Reproduce each of the lines word for word.

* start Data excerpts *

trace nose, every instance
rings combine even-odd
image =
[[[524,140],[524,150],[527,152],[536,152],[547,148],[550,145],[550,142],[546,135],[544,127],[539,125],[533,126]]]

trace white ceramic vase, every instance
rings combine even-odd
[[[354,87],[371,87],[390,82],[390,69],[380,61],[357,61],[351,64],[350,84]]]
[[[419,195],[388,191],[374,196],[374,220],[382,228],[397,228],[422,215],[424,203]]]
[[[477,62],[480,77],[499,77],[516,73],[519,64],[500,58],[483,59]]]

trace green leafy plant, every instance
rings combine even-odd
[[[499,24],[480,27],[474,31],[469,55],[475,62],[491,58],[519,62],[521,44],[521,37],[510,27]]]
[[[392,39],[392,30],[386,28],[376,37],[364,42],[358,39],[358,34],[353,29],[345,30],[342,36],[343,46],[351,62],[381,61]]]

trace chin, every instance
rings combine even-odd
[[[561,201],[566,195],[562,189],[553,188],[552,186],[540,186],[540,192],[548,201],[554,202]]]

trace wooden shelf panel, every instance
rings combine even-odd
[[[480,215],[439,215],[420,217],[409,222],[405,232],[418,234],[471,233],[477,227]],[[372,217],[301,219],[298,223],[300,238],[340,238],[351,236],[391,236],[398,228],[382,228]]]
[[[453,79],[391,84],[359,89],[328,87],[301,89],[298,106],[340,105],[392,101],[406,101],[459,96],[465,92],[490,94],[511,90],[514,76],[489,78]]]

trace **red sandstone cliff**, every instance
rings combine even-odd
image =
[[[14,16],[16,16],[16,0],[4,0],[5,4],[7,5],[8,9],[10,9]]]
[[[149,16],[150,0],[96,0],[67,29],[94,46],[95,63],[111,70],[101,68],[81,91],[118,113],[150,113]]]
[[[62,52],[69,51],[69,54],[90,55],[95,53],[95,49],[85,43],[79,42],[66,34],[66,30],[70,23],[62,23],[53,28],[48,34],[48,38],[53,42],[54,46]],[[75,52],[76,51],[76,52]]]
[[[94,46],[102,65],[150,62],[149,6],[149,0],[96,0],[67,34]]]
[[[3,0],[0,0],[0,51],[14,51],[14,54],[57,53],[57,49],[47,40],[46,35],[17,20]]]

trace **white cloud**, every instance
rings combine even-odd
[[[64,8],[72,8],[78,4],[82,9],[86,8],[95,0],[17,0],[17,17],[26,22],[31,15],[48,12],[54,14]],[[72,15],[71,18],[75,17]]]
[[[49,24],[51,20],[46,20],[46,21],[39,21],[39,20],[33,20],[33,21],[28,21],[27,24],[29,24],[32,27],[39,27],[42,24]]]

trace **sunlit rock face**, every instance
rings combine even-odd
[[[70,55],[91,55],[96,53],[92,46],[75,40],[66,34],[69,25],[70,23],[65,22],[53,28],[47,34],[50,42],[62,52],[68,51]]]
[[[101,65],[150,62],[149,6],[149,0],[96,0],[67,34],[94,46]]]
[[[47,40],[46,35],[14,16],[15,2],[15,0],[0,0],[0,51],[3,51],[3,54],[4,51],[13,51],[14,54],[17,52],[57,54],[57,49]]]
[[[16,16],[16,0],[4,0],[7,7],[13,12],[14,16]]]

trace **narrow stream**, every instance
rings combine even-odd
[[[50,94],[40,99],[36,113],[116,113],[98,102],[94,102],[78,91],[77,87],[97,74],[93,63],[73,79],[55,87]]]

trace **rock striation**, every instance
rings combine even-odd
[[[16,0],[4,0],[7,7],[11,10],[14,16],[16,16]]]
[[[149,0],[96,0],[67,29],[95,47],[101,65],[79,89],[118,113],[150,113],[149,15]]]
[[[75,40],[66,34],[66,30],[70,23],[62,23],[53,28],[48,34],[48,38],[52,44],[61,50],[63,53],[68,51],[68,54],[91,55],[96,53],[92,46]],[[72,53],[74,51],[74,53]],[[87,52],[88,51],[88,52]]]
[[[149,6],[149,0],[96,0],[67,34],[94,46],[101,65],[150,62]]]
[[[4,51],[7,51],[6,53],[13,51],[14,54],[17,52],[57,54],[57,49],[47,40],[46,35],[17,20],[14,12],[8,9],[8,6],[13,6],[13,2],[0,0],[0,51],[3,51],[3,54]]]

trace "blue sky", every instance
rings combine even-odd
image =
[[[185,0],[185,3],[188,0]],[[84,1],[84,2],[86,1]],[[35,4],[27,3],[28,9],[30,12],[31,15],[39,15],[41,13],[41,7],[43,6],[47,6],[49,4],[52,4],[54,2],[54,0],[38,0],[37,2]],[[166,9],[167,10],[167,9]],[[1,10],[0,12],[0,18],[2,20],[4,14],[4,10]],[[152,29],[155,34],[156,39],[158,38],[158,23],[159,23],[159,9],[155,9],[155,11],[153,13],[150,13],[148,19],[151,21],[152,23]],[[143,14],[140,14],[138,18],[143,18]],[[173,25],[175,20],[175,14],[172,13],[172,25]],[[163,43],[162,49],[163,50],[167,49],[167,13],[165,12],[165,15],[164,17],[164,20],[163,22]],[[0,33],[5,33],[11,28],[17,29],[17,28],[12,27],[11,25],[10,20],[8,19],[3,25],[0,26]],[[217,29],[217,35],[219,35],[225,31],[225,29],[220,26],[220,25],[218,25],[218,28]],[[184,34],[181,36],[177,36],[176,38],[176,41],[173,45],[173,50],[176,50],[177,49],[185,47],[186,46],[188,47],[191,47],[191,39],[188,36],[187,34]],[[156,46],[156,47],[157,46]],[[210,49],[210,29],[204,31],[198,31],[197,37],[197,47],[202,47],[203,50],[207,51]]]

* end Data excerpts *

Exercise output
trace nose, every instance
rings combine even-odd
image =
[[[524,140],[524,150],[527,152],[536,152],[547,148],[550,145],[550,142],[546,135],[544,127],[539,125],[533,126]]]

trace white ceramic vase, every instance
rings combine even-odd
[[[354,87],[371,87],[390,82],[390,69],[380,61],[357,61],[351,64],[350,84]]]
[[[419,195],[388,191],[374,196],[374,220],[382,228],[397,228],[422,215],[424,203]]]
[[[477,62],[480,77],[499,77],[516,73],[519,64],[500,58],[483,59]]]

trace green leafy plant, every instance
rings combine even-odd
[[[499,24],[480,27],[474,31],[469,55],[475,62],[491,58],[519,62],[521,44],[521,37],[510,27]]]
[[[392,39],[392,30],[386,28],[376,37],[364,42],[358,39],[358,34],[353,29],[345,30],[342,36],[343,46],[351,62],[381,61]]]

trace chin, every instance
rings combine even-odd
[[[561,201],[566,195],[562,189],[553,188],[552,186],[540,186],[540,192],[548,201],[554,202]]]

trace wooden shelf panel, every instance
rings combine even-odd
[[[480,215],[439,215],[420,217],[409,222],[405,232],[418,234],[471,233],[477,227]],[[372,217],[301,219],[298,223],[300,238],[340,238],[351,236],[391,236],[398,228],[382,228]]]
[[[453,79],[391,84],[359,89],[328,87],[301,89],[298,106],[340,105],[392,101],[406,101],[459,96],[465,92],[490,94],[511,90],[514,76],[489,78]]]

trace **red sandstone cliff**, every instance
rings combine even-odd
image =
[[[14,16],[16,16],[16,0],[4,0],[5,4],[7,5],[8,9],[10,9]]]
[[[149,16],[150,0],[96,0],[67,29],[94,46],[95,63],[111,70],[101,68],[81,91],[118,113],[150,113]]]
[[[62,52],[69,51],[69,54],[90,55],[95,53],[95,49],[85,43],[79,42],[66,34],[66,30],[70,23],[62,23],[53,28],[48,34],[48,38],[53,42],[54,46]],[[75,52],[76,51],[76,52]]]
[[[94,46],[102,65],[150,62],[149,6],[149,0],[96,0],[67,34]]]
[[[3,0],[0,0],[0,51],[14,51],[14,54],[57,53],[57,49],[47,40],[46,35],[17,20]]]

trace **white cloud**, every instance
rings combine even-odd
[[[64,8],[72,8],[78,4],[82,9],[86,8],[95,0],[17,0],[17,17],[26,22],[31,15],[48,12],[54,14]],[[72,15],[71,18],[75,17]]]
[[[49,24],[51,20],[46,20],[46,21],[39,21],[39,20],[33,20],[33,21],[28,21],[27,24],[29,24],[32,27],[39,27],[42,24]]]

trace **sunlit rock face**, every instance
rings combine even-odd
[[[70,55],[91,55],[96,53],[92,46],[75,40],[66,34],[69,25],[70,23],[65,22],[53,28],[47,34],[50,42],[62,52],[68,51]]]
[[[101,65],[150,62],[149,6],[149,0],[96,0],[67,34],[94,46]]]
[[[47,40],[46,35],[14,16],[15,2],[15,0],[0,0],[0,51],[3,51],[3,54],[4,51],[13,51],[14,54],[17,52],[57,54],[57,49]]]
[[[16,16],[16,0],[4,0],[7,7],[13,12],[14,16]]]

trace **narrow stream**, every instance
rings combine even-odd
[[[50,94],[40,99],[36,113],[116,113],[98,102],[94,102],[78,91],[77,87],[97,74],[93,63],[73,79],[55,87]]]

trace **rock striation**, every instance
rings combine even-odd
[[[16,0],[4,0],[7,7],[11,10],[14,16],[16,16]]]
[[[149,0],[96,0],[67,29],[95,47],[101,65],[79,89],[118,113],[150,113],[149,15]]]
[[[75,40],[66,34],[66,30],[70,23],[62,23],[53,28],[48,34],[48,38],[52,44],[61,50],[63,53],[68,51],[68,54],[91,55],[96,53],[92,46]],[[72,53],[74,51],[74,53]],[[87,52],[88,51],[88,52]]]
[[[149,6],[149,0],[96,0],[67,34],[94,46],[101,65],[150,62]]]
[[[4,51],[7,51],[6,53],[13,51],[14,54],[17,52],[57,54],[57,49],[47,40],[46,35],[17,20],[14,12],[8,9],[8,6],[13,6],[13,2],[0,0],[0,51],[3,51],[3,54]]]

trace "blue sky", every instance
rings combine even-odd
image =
[[[185,0],[185,3],[188,0]],[[84,1],[84,2],[86,1]],[[35,4],[27,3],[28,9],[30,12],[31,15],[39,15],[41,13],[41,7],[43,6],[47,6],[49,4],[52,4],[54,2],[54,0],[38,0],[37,2]],[[166,9],[167,10],[167,9]],[[1,10],[0,12],[0,18],[2,20],[4,14],[4,10]],[[152,29],[155,34],[156,39],[158,38],[158,23],[159,23],[159,9],[155,9],[155,11],[153,13],[150,13],[148,19],[151,21],[152,23]],[[143,14],[140,14],[138,18],[143,18]],[[173,25],[175,20],[175,14],[172,13],[172,25]],[[163,43],[162,49],[163,50],[167,49],[167,13],[165,12],[165,15],[164,17],[164,20],[163,22]],[[0,33],[5,33],[11,28],[17,29],[17,28],[12,27],[11,25],[10,20],[8,19],[3,25],[0,26]],[[217,29],[217,35],[219,35],[225,31],[225,29],[220,26],[220,25],[218,25],[218,28]],[[184,34],[181,36],[177,36],[176,38],[176,41],[173,45],[173,50],[176,50],[177,49],[185,47],[186,46],[188,47],[191,47],[191,39],[188,36],[187,34]],[[156,46],[156,47],[157,46]],[[210,49],[210,29],[204,31],[198,31],[197,37],[197,47],[202,47],[203,50],[207,51]]]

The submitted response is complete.